Given instruction => Only the lines from the one with "instance, sample <point>1096,572</point>." onward are wanted, through the last line of the entries, set down exactly.

Exercise data =>
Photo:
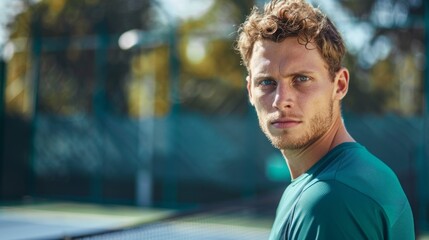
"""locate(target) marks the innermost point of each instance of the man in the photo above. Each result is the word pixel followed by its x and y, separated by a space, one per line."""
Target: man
pixel 295 81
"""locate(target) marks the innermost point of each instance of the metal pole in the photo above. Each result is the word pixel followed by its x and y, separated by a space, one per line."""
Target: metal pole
pixel 2 87
pixel 36 50
pixel 423 161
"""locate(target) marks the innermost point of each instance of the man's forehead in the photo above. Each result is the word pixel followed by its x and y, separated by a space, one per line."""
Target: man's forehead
pixel 289 55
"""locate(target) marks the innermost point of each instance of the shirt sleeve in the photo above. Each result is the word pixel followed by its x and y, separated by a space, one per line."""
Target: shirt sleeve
pixel 332 210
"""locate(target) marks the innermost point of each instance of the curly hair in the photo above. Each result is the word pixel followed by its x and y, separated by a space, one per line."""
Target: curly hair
pixel 292 18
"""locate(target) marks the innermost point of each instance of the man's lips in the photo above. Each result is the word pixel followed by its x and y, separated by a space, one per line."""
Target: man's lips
pixel 285 123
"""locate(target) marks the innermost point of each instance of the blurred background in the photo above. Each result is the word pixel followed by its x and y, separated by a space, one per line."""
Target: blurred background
pixel 142 103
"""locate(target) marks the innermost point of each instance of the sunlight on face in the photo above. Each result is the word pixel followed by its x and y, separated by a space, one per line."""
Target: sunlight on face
pixel 292 92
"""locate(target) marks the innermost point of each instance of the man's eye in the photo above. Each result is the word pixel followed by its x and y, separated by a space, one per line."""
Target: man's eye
pixel 267 82
pixel 301 78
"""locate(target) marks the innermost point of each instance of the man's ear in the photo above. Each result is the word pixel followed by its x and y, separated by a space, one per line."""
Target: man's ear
pixel 341 83
pixel 249 89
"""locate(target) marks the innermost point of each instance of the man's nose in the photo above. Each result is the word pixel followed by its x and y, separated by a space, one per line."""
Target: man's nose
pixel 283 98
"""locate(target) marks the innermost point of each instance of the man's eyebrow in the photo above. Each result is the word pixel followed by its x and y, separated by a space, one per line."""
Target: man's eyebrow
pixel 262 76
pixel 294 73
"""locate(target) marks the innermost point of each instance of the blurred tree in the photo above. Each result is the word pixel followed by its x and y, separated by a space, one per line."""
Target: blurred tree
pixel 73 34
pixel 386 73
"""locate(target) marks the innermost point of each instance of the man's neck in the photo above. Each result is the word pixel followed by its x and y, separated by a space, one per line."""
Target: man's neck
pixel 300 160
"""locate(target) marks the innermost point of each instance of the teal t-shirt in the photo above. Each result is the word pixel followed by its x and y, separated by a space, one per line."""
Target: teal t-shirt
pixel 348 194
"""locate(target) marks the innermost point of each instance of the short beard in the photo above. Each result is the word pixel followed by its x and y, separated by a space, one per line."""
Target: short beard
pixel 319 125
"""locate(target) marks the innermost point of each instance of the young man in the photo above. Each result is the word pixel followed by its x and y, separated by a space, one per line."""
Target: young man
pixel 339 190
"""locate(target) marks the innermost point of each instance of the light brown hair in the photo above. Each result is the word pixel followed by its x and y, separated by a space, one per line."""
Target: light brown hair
pixel 292 18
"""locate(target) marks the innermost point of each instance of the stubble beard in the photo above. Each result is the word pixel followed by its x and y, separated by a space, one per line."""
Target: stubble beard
pixel 319 125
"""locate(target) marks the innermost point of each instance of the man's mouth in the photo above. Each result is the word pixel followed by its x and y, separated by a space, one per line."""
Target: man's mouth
pixel 285 123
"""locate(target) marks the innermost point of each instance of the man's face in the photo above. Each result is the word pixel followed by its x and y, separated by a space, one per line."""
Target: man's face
pixel 292 92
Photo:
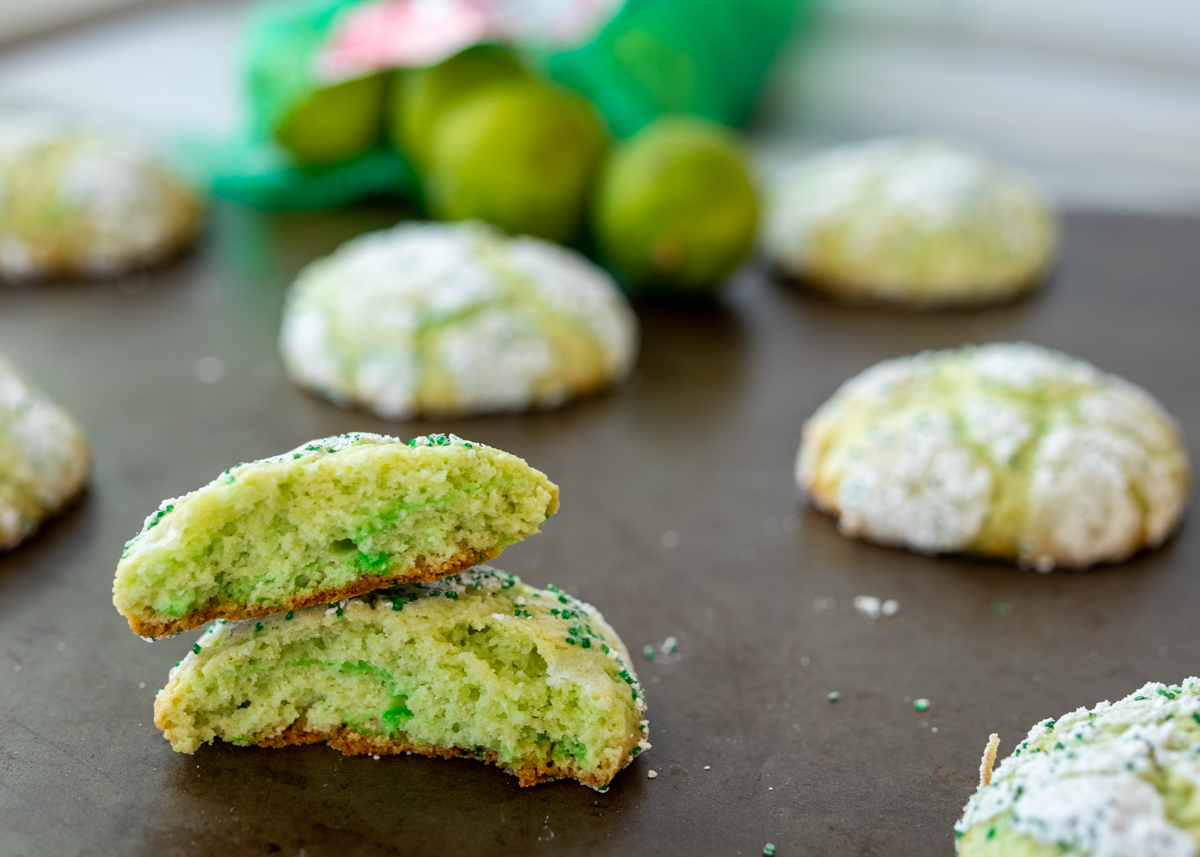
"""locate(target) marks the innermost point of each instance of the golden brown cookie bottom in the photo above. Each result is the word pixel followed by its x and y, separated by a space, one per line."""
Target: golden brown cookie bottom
pixel 421 573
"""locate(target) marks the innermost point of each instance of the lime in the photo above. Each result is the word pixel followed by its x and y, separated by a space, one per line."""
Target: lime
pixel 675 210
pixel 521 155
pixel 336 123
pixel 419 97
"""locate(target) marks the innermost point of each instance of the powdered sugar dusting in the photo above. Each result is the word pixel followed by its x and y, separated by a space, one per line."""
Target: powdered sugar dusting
pixel 1008 449
pixel 1092 780
pixel 45 459
pixel 455 318
pixel 919 221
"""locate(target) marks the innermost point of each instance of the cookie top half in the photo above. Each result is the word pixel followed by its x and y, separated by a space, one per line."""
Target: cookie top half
pixel 915 222
pixel 455 318
pixel 77 199
pixel 331 519
pixel 1121 779
pixel 1007 450
pixel 45 457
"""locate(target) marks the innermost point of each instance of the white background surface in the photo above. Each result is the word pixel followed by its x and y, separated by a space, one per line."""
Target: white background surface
pixel 1099 99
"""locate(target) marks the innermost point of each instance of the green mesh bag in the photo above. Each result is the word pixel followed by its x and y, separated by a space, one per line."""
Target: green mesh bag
pixel 701 57
pixel 653 57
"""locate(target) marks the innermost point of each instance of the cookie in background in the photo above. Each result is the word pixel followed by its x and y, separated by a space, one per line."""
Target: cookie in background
pixel 81 199
pixel 918 223
pixel 455 318
pixel 45 457
pixel 1005 450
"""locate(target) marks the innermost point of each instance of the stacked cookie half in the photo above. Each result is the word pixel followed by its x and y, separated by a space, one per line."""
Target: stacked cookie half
pixel 347 604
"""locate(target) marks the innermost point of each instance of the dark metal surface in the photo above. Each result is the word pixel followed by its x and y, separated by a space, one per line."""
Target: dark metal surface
pixel 701 443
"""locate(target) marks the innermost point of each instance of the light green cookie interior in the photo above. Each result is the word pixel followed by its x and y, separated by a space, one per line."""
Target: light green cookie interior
pixel 477 661
pixel 267 534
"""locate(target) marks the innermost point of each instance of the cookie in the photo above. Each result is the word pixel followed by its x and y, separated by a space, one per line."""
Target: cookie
pixel 477 665
pixel 1115 780
pixel 79 201
pixel 45 457
pixel 1003 450
pixel 333 519
pixel 448 319
pixel 912 222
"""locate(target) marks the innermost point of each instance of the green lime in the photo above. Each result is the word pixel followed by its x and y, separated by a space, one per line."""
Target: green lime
pixel 521 155
pixel 419 97
pixel 336 123
pixel 675 210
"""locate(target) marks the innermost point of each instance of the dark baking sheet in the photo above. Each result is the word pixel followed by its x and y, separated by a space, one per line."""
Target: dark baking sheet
pixel 700 443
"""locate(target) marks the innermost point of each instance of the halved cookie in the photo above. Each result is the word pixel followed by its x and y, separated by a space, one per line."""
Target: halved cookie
pixel 477 665
pixel 329 520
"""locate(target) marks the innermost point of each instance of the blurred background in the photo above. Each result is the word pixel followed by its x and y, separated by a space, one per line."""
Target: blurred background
pixel 1099 101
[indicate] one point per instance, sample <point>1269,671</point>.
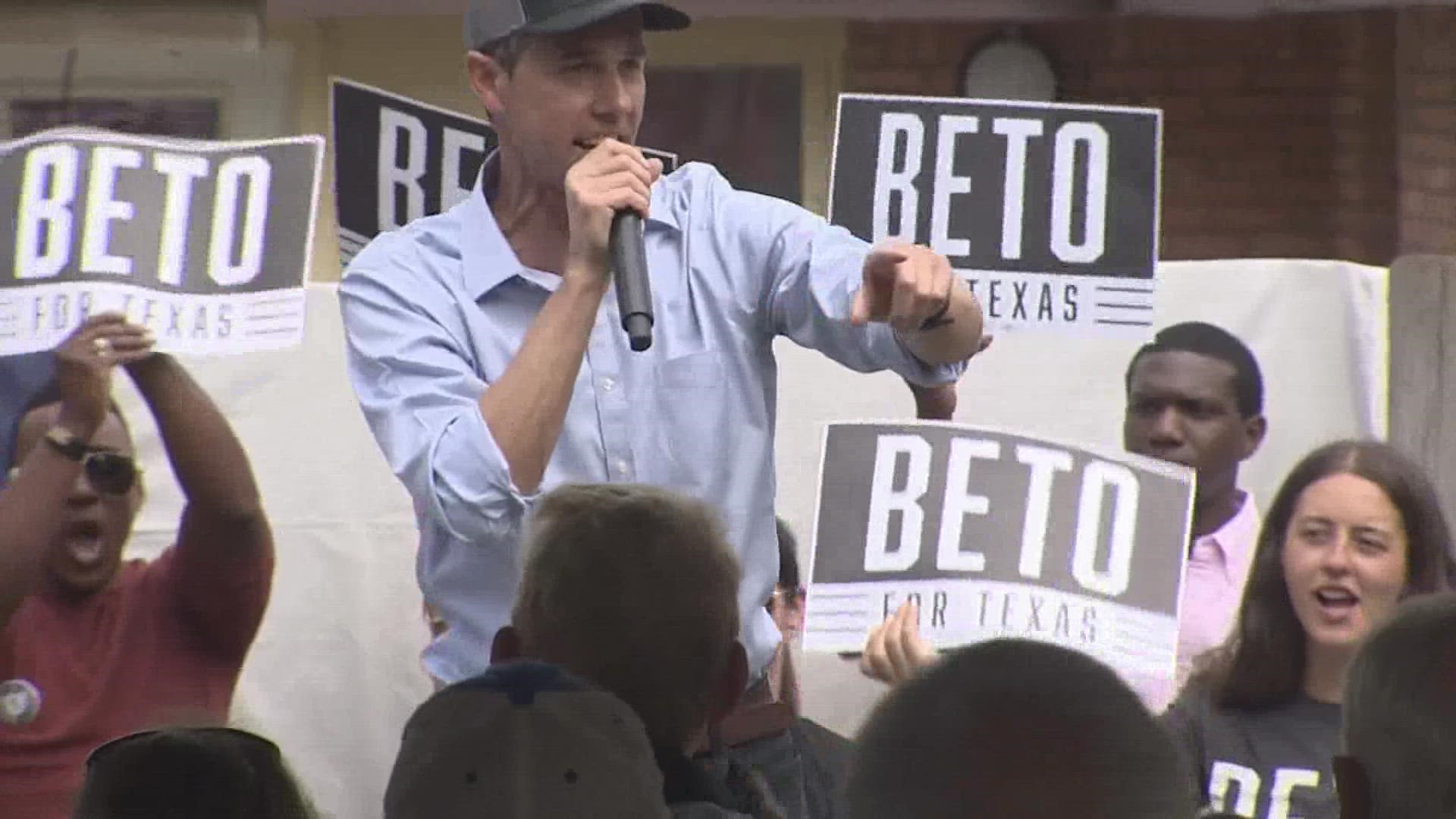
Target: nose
<point>1166,428</point>
<point>613,96</point>
<point>1335,560</point>
<point>82,491</point>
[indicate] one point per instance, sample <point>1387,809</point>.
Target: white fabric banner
<point>335,670</point>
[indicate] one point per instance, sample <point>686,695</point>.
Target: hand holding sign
<point>85,363</point>
<point>905,284</point>
<point>896,651</point>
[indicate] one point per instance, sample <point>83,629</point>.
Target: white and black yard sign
<point>1047,210</point>
<point>204,242</point>
<point>398,159</point>
<point>999,535</point>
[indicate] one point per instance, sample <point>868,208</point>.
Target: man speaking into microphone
<point>487,349</point>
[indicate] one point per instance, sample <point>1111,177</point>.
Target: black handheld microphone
<point>629,267</point>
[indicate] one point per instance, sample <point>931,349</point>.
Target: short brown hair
<point>634,588</point>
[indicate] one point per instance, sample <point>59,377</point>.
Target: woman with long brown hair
<point>1354,529</point>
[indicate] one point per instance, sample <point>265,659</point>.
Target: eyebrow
<point>585,52</point>
<point>1362,528</point>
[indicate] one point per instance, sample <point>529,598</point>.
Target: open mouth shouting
<point>1337,604</point>
<point>83,544</point>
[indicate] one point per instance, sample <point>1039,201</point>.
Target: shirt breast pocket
<point>695,371</point>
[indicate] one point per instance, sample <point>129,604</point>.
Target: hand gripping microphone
<point>629,267</point>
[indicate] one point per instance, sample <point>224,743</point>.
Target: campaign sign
<point>398,159</point>
<point>999,535</point>
<point>1047,210</point>
<point>204,242</point>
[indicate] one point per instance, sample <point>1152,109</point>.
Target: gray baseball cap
<point>487,20</point>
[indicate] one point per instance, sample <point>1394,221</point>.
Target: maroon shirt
<point>162,645</point>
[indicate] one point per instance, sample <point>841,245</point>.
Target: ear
<point>488,79</point>
<point>507,646</point>
<point>731,686</point>
<point>1353,787</point>
<point>139,493</point>
<point>1254,431</point>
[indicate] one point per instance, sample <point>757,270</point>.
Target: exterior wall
<point>424,58</point>
<point>1329,136</point>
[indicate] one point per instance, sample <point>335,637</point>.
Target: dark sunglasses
<point>248,742</point>
<point>108,472</point>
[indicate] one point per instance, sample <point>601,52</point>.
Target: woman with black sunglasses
<point>92,646</point>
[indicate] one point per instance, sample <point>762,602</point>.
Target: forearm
<point>952,341</point>
<point>207,458</point>
<point>33,513</point>
<point>526,407</point>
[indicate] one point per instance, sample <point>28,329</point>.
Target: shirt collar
<point>484,249</point>
<point>1238,538</point>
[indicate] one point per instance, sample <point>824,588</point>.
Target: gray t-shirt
<point>1266,764</point>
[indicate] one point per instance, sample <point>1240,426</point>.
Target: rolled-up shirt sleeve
<point>811,271</point>
<point>419,391</point>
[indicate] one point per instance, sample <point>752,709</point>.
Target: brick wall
<point>1282,136</point>
<point>1426,93</point>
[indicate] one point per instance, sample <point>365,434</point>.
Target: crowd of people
<point>612,596</point>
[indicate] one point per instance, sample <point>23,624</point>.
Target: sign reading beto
<point>998,535</point>
<point>1047,210</point>
<point>398,159</point>
<point>204,242</point>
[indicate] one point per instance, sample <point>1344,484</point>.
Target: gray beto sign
<point>929,502</point>
<point>180,216</point>
<point>1047,210</point>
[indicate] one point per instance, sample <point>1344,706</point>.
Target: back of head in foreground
<point>525,741</point>
<point>188,773</point>
<point>634,589</point>
<point>1400,717</point>
<point>1017,729</point>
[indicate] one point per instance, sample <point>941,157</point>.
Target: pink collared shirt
<point>1213,586</point>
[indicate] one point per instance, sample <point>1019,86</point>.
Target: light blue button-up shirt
<point>436,311</point>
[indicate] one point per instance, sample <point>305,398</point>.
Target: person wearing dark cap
<point>485,346</point>
<point>525,741</point>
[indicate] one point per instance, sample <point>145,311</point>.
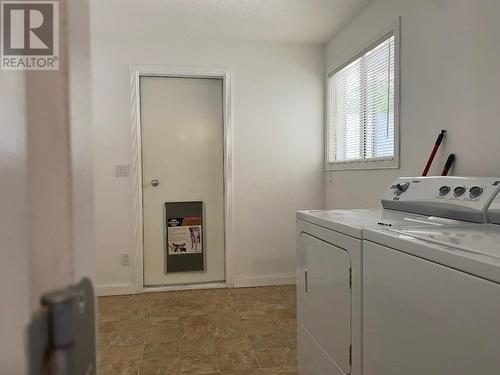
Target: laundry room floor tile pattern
<point>244,331</point>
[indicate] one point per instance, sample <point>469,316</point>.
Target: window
<point>363,107</point>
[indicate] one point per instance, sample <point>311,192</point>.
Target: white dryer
<point>431,299</point>
<point>329,263</point>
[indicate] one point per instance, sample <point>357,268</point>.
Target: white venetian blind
<point>361,107</point>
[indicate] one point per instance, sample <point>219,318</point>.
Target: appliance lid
<point>352,222</point>
<point>471,248</point>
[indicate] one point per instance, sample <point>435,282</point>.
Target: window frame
<point>380,162</point>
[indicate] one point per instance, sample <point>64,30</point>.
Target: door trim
<point>136,72</point>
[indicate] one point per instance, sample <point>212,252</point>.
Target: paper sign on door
<point>185,235</point>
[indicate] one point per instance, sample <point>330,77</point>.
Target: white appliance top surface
<point>352,222</point>
<point>471,248</point>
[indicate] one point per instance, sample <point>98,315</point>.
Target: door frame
<point>136,72</point>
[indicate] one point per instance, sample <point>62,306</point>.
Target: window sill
<point>380,163</point>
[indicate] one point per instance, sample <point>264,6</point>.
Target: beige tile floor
<point>245,331</point>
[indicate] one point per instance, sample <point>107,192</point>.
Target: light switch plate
<point>124,259</point>
<point>121,170</point>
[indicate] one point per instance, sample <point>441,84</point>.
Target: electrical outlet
<point>121,170</point>
<point>124,259</point>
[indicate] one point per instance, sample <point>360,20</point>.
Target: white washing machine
<point>329,263</point>
<point>431,299</point>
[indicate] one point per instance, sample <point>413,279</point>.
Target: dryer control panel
<point>493,213</point>
<point>461,198</point>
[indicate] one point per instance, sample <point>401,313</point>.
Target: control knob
<point>401,188</point>
<point>443,190</point>
<point>475,191</point>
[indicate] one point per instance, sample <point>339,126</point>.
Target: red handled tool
<point>433,153</point>
<point>449,163</point>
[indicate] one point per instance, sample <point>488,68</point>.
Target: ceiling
<point>293,21</point>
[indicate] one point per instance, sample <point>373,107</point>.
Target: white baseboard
<point>264,280</point>
<point>239,282</point>
<point>115,289</point>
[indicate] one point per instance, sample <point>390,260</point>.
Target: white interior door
<point>182,148</point>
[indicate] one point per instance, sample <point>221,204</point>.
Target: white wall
<point>277,120</point>
<point>450,78</point>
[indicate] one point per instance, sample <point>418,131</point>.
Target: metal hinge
<point>62,332</point>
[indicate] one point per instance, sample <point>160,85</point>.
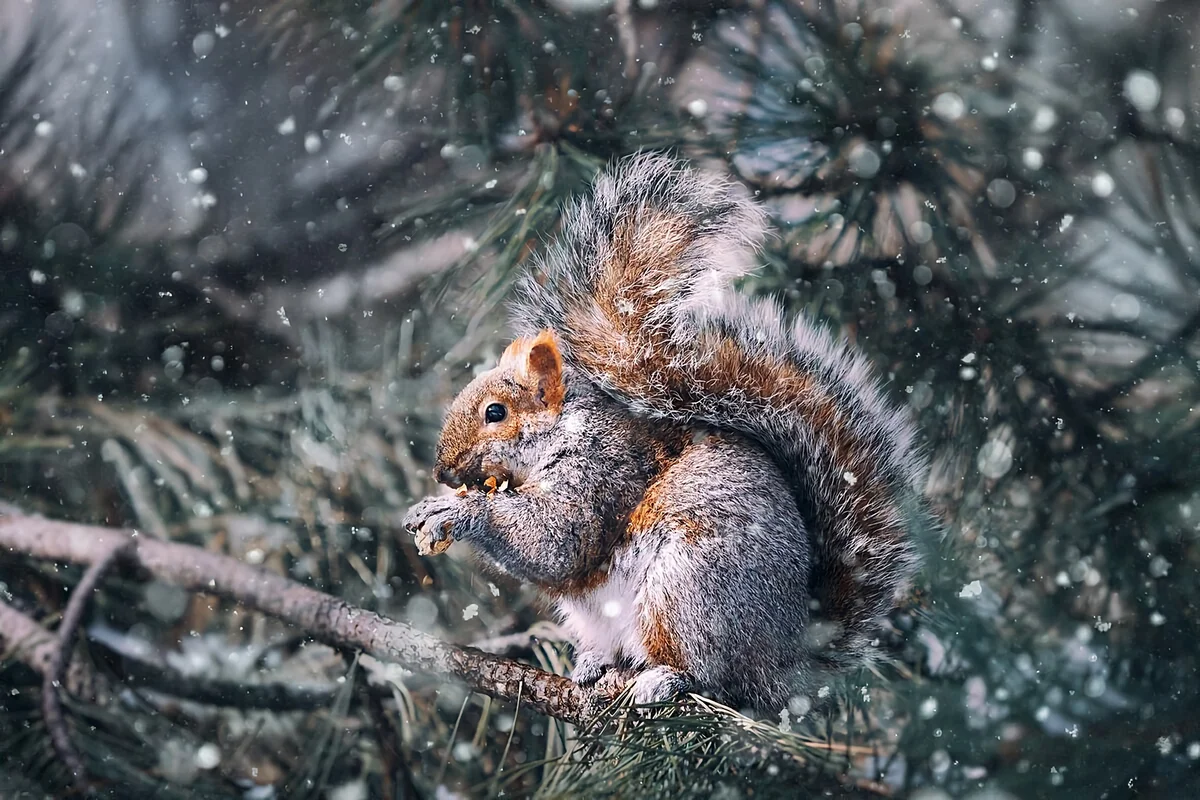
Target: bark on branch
<point>322,617</point>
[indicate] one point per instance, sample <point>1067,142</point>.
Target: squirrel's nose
<point>447,475</point>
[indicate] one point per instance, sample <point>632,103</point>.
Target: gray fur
<point>575,494</point>
<point>695,310</point>
<point>753,509</point>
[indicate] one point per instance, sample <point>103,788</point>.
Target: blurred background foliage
<point>247,254</point>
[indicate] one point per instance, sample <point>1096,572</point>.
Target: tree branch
<point>323,617</point>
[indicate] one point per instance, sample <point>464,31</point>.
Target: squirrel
<point>711,497</point>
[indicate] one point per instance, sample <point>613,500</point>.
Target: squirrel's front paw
<point>589,667</point>
<point>432,521</point>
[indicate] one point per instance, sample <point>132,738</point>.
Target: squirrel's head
<point>493,423</point>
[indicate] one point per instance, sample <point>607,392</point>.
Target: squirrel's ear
<point>544,370</point>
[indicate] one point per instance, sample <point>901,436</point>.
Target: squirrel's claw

Correct output =>
[indicate] one point per instance, sample <point>1096,572</point>.
Target: tree branch
<point>323,617</point>
[indicate] one point per instance, sample <point>464,31</point>.
Target: squirrel
<point>711,497</point>
[indicate] one point per instance, sample <point>613,500</point>.
Target: squirrel's front paw
<point>589,667</point>
<point>432,521</point>
[indicate] one point per instance, sample <point>132,738</point>.
Target: squirrel's head
<point>493,423</point>
[indicate] one point per instance, sample <point>607,392</point>.
Target: squirrel's ear
<point>544,370</point>
[indicate] one point per instance, sample <point>901,436</point>.
Target: squirrel's claw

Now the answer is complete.